Input data:
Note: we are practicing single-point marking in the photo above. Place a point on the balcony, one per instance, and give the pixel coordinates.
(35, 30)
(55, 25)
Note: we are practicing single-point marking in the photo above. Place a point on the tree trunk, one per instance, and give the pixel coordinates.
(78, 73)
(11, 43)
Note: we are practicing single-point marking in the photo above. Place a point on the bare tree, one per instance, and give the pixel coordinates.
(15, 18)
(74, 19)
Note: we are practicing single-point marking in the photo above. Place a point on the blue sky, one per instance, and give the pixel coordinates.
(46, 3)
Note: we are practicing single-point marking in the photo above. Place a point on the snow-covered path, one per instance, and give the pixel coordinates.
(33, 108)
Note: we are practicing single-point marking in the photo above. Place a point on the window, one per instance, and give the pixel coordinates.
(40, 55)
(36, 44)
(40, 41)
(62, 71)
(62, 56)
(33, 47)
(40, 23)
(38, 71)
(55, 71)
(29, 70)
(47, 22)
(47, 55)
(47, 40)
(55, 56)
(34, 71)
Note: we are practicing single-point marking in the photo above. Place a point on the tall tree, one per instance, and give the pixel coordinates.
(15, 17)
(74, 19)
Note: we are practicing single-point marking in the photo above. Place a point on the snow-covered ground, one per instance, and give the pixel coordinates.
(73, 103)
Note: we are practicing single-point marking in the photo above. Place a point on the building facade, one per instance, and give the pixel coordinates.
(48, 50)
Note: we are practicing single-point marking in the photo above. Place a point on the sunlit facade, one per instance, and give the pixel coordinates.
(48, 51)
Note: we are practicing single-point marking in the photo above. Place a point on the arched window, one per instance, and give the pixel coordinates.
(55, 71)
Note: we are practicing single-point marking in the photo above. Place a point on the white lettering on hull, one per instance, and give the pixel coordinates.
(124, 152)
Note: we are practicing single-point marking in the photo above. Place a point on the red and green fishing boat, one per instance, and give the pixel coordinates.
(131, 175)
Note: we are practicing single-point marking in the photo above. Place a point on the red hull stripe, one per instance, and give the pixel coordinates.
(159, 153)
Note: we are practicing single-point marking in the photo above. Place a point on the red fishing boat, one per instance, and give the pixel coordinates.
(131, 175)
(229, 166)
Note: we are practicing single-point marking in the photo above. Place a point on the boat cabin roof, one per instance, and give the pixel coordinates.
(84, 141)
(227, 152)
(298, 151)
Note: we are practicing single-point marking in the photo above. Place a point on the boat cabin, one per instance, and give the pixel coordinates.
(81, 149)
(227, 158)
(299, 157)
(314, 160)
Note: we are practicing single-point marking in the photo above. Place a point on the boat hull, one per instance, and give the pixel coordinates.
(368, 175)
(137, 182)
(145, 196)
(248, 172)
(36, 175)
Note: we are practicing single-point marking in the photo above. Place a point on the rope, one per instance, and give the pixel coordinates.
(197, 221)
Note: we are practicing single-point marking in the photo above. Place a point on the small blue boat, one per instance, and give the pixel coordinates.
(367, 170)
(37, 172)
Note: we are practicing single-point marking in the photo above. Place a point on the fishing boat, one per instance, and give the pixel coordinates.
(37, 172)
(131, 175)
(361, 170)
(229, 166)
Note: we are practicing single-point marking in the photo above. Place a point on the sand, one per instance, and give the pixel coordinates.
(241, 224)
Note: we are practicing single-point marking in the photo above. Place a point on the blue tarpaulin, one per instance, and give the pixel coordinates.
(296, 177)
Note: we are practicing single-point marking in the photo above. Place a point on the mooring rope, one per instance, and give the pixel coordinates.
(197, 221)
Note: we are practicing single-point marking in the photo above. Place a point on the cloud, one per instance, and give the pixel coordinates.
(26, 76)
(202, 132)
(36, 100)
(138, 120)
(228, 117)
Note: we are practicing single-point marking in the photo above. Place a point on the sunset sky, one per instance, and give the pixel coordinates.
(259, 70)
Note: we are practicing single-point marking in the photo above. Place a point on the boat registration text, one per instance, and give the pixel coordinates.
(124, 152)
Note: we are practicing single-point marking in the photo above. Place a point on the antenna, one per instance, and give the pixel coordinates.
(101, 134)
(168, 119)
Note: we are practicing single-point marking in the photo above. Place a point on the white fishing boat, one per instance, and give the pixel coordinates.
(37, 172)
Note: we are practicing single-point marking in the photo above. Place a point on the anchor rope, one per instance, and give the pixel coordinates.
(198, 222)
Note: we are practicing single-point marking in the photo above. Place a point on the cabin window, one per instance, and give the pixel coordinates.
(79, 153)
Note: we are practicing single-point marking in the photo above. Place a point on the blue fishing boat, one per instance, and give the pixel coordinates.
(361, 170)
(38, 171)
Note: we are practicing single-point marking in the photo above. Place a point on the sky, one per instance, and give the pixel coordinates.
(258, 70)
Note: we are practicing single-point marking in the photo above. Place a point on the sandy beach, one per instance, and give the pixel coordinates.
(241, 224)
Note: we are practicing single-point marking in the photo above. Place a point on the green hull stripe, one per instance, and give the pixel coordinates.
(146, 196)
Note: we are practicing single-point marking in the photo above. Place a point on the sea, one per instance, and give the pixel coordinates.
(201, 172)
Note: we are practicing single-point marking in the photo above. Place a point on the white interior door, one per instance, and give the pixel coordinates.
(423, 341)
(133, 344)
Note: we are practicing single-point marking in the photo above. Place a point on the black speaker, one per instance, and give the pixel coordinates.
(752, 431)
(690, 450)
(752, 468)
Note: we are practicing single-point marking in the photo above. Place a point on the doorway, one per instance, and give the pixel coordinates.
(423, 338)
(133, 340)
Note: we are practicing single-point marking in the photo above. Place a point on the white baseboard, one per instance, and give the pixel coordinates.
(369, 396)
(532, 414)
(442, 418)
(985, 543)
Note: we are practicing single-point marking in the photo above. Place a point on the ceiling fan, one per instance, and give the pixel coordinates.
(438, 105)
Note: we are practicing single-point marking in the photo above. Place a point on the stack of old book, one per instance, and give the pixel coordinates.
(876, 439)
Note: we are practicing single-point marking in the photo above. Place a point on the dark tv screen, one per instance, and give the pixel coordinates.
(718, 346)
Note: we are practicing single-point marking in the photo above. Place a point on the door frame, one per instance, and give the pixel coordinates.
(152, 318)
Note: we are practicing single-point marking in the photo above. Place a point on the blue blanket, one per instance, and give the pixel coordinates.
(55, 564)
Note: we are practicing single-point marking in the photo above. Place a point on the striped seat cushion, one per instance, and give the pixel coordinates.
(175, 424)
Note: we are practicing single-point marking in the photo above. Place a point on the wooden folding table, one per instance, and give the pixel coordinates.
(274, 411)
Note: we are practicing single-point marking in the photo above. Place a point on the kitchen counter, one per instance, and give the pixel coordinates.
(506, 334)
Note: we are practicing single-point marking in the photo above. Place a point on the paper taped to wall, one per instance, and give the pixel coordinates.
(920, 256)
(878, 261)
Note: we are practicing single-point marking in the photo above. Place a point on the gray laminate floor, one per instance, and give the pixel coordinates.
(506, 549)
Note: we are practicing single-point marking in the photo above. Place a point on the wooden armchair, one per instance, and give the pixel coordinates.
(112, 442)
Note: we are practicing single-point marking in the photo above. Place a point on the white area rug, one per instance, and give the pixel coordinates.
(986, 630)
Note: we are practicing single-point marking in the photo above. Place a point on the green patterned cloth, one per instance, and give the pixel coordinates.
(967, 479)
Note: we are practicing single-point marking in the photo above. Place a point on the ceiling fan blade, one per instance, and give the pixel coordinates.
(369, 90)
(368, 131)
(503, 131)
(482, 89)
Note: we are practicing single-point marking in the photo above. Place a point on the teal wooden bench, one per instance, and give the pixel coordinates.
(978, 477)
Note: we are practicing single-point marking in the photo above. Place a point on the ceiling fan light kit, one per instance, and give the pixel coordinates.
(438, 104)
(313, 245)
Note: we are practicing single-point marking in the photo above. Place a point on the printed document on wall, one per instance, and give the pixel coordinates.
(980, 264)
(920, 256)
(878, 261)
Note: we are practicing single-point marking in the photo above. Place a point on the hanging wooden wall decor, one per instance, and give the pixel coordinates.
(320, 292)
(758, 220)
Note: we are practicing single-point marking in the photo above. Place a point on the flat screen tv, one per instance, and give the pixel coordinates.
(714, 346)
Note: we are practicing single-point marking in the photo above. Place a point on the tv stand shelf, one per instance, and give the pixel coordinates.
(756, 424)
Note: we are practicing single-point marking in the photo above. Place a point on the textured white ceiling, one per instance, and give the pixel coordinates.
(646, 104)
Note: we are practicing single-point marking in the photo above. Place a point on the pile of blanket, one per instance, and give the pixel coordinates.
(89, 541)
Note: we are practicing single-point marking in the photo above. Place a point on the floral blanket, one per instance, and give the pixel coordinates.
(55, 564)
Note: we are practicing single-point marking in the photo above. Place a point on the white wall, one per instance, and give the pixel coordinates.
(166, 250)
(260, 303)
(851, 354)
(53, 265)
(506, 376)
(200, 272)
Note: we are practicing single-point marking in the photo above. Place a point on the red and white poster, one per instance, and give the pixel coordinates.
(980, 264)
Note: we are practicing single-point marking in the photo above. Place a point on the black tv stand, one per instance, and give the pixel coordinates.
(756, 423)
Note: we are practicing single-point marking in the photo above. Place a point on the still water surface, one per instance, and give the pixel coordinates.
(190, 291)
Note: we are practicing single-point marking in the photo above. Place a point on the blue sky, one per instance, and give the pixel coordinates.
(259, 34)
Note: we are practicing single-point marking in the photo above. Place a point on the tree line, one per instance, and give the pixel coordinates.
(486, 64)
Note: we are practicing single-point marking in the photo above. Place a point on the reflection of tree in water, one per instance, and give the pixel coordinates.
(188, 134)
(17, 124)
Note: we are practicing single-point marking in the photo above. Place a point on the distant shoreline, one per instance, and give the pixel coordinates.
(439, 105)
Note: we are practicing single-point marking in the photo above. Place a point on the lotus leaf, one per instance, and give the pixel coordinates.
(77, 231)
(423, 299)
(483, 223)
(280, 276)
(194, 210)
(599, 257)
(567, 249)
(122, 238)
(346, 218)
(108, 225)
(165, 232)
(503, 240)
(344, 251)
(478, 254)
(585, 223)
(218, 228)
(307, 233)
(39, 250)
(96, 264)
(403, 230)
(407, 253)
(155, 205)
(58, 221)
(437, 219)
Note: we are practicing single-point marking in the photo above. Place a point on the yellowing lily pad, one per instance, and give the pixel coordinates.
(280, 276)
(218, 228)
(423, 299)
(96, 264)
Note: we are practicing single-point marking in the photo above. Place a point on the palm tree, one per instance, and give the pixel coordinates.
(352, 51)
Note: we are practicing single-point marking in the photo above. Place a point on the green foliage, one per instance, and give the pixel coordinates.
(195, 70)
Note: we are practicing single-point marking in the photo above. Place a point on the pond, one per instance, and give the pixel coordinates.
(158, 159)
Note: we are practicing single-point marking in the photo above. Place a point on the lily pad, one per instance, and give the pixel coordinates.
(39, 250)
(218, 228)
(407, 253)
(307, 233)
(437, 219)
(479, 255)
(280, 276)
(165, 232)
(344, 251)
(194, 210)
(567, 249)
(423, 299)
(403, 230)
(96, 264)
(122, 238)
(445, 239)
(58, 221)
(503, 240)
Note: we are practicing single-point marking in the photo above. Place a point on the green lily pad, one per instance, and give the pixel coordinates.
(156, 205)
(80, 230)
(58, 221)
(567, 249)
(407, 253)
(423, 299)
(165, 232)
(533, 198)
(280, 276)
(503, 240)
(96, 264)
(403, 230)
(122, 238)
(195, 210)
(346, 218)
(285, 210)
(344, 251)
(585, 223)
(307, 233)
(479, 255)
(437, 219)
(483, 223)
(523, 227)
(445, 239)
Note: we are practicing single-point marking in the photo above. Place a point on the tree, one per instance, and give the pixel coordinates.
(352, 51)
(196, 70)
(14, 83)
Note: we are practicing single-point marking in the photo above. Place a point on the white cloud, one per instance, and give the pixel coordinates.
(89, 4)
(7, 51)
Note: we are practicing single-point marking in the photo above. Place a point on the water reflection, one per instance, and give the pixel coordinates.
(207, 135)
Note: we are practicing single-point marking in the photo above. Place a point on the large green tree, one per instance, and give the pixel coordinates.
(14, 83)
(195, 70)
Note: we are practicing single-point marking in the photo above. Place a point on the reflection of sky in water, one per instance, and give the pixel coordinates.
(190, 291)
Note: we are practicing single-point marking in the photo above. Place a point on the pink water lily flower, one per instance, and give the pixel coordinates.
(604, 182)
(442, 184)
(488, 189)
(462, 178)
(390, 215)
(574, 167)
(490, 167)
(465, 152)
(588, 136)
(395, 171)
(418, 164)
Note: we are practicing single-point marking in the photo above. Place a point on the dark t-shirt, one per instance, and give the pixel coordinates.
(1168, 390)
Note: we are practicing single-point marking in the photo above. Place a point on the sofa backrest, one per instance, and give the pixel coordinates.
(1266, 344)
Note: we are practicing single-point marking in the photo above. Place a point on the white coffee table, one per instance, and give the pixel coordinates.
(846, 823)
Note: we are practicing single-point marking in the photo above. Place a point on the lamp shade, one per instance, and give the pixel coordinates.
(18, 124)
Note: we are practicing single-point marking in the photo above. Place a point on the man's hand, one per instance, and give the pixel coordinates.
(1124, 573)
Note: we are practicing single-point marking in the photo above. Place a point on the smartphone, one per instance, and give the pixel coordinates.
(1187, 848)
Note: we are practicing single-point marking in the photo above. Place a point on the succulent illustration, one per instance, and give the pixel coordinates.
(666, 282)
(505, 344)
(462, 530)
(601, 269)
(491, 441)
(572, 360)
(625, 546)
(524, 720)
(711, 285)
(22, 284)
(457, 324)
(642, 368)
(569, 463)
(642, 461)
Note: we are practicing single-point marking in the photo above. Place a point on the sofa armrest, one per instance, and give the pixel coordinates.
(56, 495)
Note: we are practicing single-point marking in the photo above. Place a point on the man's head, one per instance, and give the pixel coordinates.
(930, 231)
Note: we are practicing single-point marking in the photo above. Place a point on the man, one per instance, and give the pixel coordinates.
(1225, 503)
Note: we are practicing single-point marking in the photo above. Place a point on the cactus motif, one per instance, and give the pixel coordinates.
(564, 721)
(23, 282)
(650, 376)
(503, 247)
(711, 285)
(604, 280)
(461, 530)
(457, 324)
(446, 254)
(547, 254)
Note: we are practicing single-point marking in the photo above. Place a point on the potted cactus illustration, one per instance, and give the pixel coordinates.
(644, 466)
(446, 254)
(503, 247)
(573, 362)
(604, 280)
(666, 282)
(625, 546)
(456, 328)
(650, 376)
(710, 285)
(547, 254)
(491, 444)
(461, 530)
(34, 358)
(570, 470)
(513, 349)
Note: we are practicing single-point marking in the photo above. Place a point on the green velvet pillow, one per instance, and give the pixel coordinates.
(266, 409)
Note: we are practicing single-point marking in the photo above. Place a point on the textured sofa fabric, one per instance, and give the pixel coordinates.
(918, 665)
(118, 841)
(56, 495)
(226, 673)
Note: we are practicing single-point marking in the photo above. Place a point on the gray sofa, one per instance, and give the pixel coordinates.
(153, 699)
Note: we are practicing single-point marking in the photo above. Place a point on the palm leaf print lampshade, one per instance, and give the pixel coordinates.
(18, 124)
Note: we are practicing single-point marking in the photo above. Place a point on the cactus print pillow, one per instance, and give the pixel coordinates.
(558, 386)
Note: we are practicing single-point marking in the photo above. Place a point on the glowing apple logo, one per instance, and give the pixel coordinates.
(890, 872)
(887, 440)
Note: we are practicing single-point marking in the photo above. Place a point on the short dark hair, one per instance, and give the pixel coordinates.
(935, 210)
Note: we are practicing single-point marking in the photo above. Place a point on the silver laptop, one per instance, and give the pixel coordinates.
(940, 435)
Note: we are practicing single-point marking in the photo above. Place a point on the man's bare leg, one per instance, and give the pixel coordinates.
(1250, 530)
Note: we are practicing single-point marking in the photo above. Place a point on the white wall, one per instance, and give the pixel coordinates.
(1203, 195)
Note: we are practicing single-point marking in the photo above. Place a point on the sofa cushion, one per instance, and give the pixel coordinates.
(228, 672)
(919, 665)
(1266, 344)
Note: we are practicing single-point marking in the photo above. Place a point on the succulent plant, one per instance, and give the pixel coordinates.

Written problem: Could you quote, exactly as they appear, the line containing "the green velvet" and every line after it to the end of the records above?

Exercise response:
Note: we are practicing single-point marking in the photo above. Place a point on the green velvet pillow, one per instance, and give the pixel coordinates.
(266, 409)
Note: we are practicing single-point marking in the photo above. Place a point on the textured sofa fabric, one per instance, and give the pixel coordinates.
(918, 665)
(118, 841)
(56, 495)
(226, 673)
Note: we are practicing single-point marking in the photo above. Place a point on the gray sofa, one per instance, and give the pixel coordinates.
(153, 699)
Note: we are practicing single-point marking in the photo above. Place a point on the palm leaf print lampshade, one per instance, and give the pixel coordinates.
(18, 124)
Note: we are practicing single-point marking in the photo above. Place a point on the cactus print pillow, one per instance, and give the pixel coordinates.
(558, 386)
Note: we are practicing single-point marking in the photo above. Place a point on the glowing apple logo, one per instance, and give the pixel coordinates.
(890, 872)
(887, 440)
Note: we are practicing single-point marking in the photo above. Place a point on the short dark hair, one per instance, and give the pixel coordinates.
(935, 210)
Note: we are practicing single-point marking in the photo above. Place a point on the silver laptop, one per instance, and give the pixel coordinates.
(940, 435)
Note: we are practicing single-point marking in the photo above. Place a point on the man's bare leg, one per instance, and give the pixel coordinates.
(1250, 530)
Note: we are practicing single-point marking in the photo above. Place a point on the white wall, one per instance, and give the pixel coordinates.
(1203, 195)
Note: we are practicing single-point marking in the photo above. Place a point on the sofa cushion, one per instance, and give the pixel coordinates.
(228, 672)
(919, 665)
(1266, 344)
Note: we are practicing single-point marking in the photo above. Place a point on the succulent plant, one per instance, and give the pixel coordinates.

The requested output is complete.